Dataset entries
>> START
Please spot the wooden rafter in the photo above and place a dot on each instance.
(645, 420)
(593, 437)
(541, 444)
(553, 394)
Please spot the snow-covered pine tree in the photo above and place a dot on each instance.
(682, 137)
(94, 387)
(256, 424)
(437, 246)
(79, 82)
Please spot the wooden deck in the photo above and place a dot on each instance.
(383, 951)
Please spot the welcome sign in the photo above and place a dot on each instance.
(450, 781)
>> END
>> START
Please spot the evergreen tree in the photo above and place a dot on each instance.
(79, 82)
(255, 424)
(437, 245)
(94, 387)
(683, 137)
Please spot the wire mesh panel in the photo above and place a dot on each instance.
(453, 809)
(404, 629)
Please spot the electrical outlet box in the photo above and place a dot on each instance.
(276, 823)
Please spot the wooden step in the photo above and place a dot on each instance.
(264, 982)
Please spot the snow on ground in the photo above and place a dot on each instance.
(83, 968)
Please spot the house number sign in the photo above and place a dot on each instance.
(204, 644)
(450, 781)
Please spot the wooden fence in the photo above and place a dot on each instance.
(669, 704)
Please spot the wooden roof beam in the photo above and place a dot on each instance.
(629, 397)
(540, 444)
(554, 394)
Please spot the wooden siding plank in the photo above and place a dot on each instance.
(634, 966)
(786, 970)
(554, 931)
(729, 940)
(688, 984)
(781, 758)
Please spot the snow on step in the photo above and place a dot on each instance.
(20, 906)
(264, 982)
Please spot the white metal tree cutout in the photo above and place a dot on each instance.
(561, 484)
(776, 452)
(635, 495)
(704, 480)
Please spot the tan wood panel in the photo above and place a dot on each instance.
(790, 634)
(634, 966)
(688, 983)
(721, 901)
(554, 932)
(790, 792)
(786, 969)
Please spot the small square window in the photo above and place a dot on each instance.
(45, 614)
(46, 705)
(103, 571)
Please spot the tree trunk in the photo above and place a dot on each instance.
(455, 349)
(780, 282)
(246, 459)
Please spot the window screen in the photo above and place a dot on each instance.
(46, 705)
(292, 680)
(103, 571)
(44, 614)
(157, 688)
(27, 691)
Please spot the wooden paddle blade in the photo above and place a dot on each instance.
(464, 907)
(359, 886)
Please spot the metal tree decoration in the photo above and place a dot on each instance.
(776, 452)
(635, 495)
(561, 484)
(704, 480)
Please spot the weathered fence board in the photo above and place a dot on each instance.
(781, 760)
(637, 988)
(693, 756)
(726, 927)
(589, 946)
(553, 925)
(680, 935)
>> END
* Task objective: Return every line of the entries above that contains the word "metal".

* The response:
Please spot the white metal tree cutout in the photo above and place a dot on each instance.
Please spot the metal tree decoration in the photo above and place a dot on each instance.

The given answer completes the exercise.